All of the entries below should be returned verbatim, apart from the pictures.
Data to use Start Marker
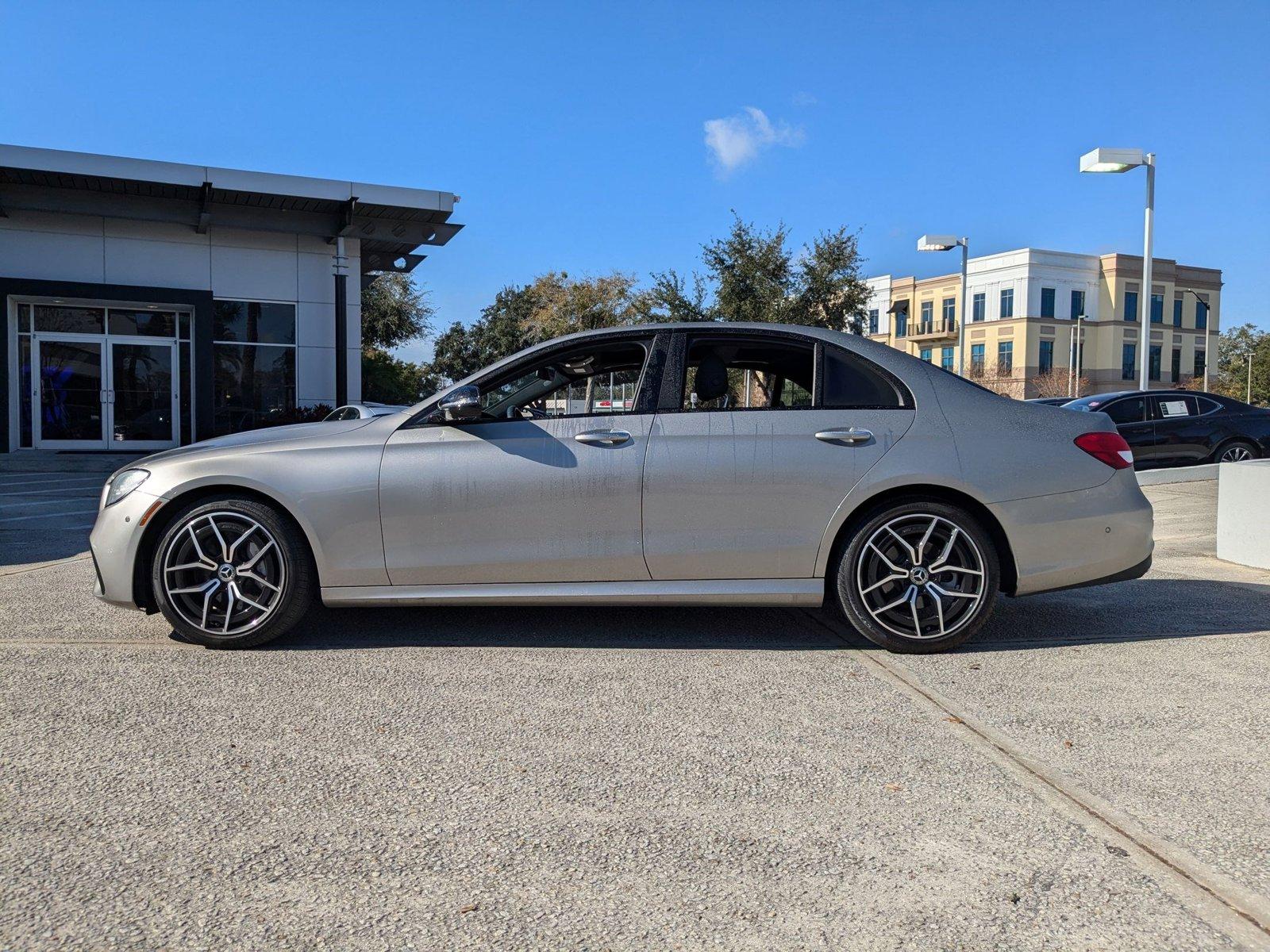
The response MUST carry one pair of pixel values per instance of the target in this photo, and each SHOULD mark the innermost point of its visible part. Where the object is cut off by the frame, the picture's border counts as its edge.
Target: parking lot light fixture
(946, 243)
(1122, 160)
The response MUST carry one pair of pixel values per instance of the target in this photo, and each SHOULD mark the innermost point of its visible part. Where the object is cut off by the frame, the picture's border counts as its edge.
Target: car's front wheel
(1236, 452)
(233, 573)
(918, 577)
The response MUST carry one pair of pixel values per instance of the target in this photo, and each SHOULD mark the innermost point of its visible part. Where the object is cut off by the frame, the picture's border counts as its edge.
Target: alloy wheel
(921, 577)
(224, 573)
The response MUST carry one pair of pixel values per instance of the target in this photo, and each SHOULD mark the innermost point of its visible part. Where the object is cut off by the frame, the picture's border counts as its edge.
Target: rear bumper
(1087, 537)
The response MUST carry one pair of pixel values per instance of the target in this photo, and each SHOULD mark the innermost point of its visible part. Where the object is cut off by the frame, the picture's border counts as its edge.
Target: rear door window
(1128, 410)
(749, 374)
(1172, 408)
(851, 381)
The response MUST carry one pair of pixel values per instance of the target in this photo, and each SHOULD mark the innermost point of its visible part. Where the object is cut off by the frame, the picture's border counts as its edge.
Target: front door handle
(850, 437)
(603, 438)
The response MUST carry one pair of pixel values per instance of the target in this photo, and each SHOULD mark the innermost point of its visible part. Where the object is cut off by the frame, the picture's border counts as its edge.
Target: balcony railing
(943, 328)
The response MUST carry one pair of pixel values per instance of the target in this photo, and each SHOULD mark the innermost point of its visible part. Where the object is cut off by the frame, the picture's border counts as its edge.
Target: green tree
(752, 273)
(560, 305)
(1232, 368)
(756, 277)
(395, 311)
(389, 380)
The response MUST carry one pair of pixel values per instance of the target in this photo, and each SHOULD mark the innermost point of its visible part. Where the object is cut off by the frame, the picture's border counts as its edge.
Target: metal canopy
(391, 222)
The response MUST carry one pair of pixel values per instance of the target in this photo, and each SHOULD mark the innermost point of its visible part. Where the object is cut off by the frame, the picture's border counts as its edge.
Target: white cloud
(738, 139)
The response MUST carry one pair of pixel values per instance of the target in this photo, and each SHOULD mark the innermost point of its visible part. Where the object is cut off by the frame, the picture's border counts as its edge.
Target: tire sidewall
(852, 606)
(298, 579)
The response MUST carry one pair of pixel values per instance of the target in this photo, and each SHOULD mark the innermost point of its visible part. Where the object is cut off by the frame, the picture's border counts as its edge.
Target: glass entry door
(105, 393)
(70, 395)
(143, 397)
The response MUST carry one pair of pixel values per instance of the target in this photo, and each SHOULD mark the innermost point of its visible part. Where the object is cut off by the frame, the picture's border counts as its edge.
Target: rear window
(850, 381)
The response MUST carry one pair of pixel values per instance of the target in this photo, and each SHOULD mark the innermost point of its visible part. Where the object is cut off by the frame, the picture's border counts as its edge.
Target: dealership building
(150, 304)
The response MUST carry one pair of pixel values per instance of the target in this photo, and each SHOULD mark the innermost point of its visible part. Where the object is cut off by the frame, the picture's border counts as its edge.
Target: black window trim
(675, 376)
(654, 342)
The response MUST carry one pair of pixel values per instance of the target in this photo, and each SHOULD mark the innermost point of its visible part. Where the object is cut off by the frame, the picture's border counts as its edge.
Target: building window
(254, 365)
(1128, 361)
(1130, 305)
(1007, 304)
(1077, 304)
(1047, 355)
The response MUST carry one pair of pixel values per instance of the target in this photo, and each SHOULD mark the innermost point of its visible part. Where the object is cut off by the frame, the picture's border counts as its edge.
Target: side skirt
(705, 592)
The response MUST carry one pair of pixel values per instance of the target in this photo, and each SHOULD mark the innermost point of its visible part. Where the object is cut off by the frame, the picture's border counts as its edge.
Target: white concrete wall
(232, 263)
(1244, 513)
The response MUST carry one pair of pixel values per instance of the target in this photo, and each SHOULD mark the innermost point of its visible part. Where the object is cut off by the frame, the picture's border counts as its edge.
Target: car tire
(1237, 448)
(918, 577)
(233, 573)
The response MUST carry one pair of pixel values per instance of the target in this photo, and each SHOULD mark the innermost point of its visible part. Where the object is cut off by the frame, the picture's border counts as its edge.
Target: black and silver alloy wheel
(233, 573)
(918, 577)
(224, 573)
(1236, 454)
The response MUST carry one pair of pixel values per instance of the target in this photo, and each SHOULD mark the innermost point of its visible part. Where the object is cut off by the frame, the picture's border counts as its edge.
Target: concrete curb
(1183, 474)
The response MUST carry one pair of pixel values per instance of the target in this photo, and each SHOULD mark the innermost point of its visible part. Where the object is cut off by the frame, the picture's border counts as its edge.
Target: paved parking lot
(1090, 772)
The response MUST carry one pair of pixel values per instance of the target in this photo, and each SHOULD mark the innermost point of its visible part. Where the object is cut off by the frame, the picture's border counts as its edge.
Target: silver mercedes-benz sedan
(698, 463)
Data to use End Marker
— Output of the task —
The response MUST carry one pair of pixel values per instance of the target in this photo, and each SHOULD mark the innermost point of its visible part. Where the object is cut off by the frame, the picture's border counts as its edge.
Target: parking lot light fixture
(946, 243)
(1122, 160)
The response MUST carry one pair of pixel values per instance of the target in this photo, and each SHOULD mark the innermost point of its visible part. Where the object is cut off by the frame, the picture's border counts as its edge.
Target: car's front wheel
(1236, 452)
(233, 573)
(918, 577)
The response MUST carry one pair of pixel values per instance of the target in this photo, and each SHOULD mark the innermost point of its visible part. Where the object is cut off by the frame, the picture's border counts as its edge.
Target: alloy wheel
(921, 577)
(224, 573)
The response MUST carry one pair of pixel values per instance of the target in this photo, and each SHOULD mark the innermost point of its visible part. Where the object is cut off by the frame, the picture's border counts as its edge.
Target: rear bumper
(1087, 537)
The response MUST carry one pair of pixel values per instance of the target in this photo, and each SHOULD mark the innermost point of its visible part. Where the object is cut off by the frame, the picture's border counts as its edge.
Target: rear door window
(1128, 410)
(749, 374)
(1172, 408)
(851, 381)
The response MUST carry one pair of pixel values per instance of the target in this photo, and each SHOULD mark the innermost point of its visible part. Where the object is cut off by the frame, the picture's border counts as its edge.
Target: front door handle
(850, 437)
(603, 438)
The response MUST carry one pair of pixel values per instance of the target in this photo, and each SHOULD mark the innermost point of its visible part. Where the object is cut off by the frame, the picture's border counts as its edge.
Target: balcony railing
(943, 328)
The response MUST carry one pair of pixel values per instance of the target in this photo, and each SHOULD mark the innermost point of its visible part. Where the object is cut off by the frame, the picture's border counts as its edge.
Target: green tree
(752, 273)
(560, 305)
(1232, 368)
(756, 277)
(395, 311)
(389, 380)
The response MUST carry one pair of pixel values per instance of the target in this photo, and each SHOULD mark the innermost point of its visible part. Where the object is cut off by the frame, the picture's border counts as its edge.
Target: metal canopy
(391, 222)
The response MUST carry one pair of pixel values per instance of the target in this photo, and each SHOULD mark the innermost point of its visible part. Where the object is cut off by the frame, the picture's border counts as its edge.
Target: white cloud
(738, 139)
The response MUST carry one pair of pixel values per instance of the target in this photo, and each SHOULD mark the innermost point of its visible part. Where the object is cut off by the frame, the picture's border counts as its edge.
Target: tire sidewall
(852, 606)
(298, 579)
The response MUST carry one pair of pixel values per instance of the target in this photo, and each SHOULD mark the innermost point of its visible part. Where the object is cut off by the frame, the picture's border counts as its edge.
Target: glass entry door
(105, 393)
(70, 395)
(143, 397)
The response MUST carry one pair of pixel values per instance of the target in this photo, and each SHOULD mark the innermost point of its visible part. Where the object is cut off by the frame, the picture's border counts as its edge.
Target: rear window
(850, 381)
The response MUST carry one pair of pixel values per instance of the target in this photo, and each SHOULD mark the innermost point of its visible part. Where the object is cut off by the frame, the picture's border counts as its edge.
Target: dealership building
(150, 304)
The response MUST carry one pair of pixel values per instance of the target in this photo, and each SHOULD mark the innermost point of its visible part. Where the object is cut off by the frame, the picture's border counts as its edge.
Target: black window trim
(675, 376)
(654, 342)
The response MUST carry one pair of pixel values per instance of the target in this photo, and each SHOULD mark the innermost point of its visible part. Where the object is cut off by the frame, the picture's border counts as its edge.
Target: building window
(254, 365)
(1128, 361)
(1130, 305)
(1007, 304)
(1077, 304)
(1047, 355)
The response MUST carry one pair of pixel values per instance of the target in this photo, and each SHOULD mark the innermost point of its visible part. Where the object is cut off by the frame, the picture's border counts as its edge.
Target: side skirt
(705, 592)
The response MUST carry one pair of pixel values per instance of the target in this photo, and each SHOULD mark the innermost point of its visible part. Where the object is cut off by the frame, the picture's border counts as its edge.
Target: white concrete wall
(232, 263)
(1244, 513)
The response MUST carry one pair of pixel values per instance of the target in this photo, and each SHOULD mark the innermost point of its visible part. Where the object is cut off by the frame, the picture's border counts as its edge.
Target: car tire
(1237, 448)
(918, 577)
(233, 573)
The response MUST carry one pair of pixel values per instance of the target in this photo, and each SHOULD mark the innermost point of its visible part. Where the object is cut off by the frame, the picture's border counts as its edge.
Target: black and silver alloy wheel
(233, 573)
(918, 577)
(224, 573)
(1236, 454)
The response MUST carry one pair of pixel values per instance of the target in this photo, and each SHOULD mark the innermost point of its visible part. Where the object is cut off by the frame, the picture's border counts as its edge.
Target: concrete curb
(1183, 474)
The response MUST carry one pair of pixel values per instance of the target in this photo, and each SHOULD mark the innermost point of its visible part. Where the object is cut off by the frame, the picture's border counts as its edge.
Target: paved parking lot
(1090, 772)
The response MUST carry one pair of pixel values per instance of the target in this photo, and each SHOULD mark the innermost point of its visible part. Where the object is cut off by the frame, the picture's border counts as its edge.
Target: silver mercedes-benz sedan
(698, 463)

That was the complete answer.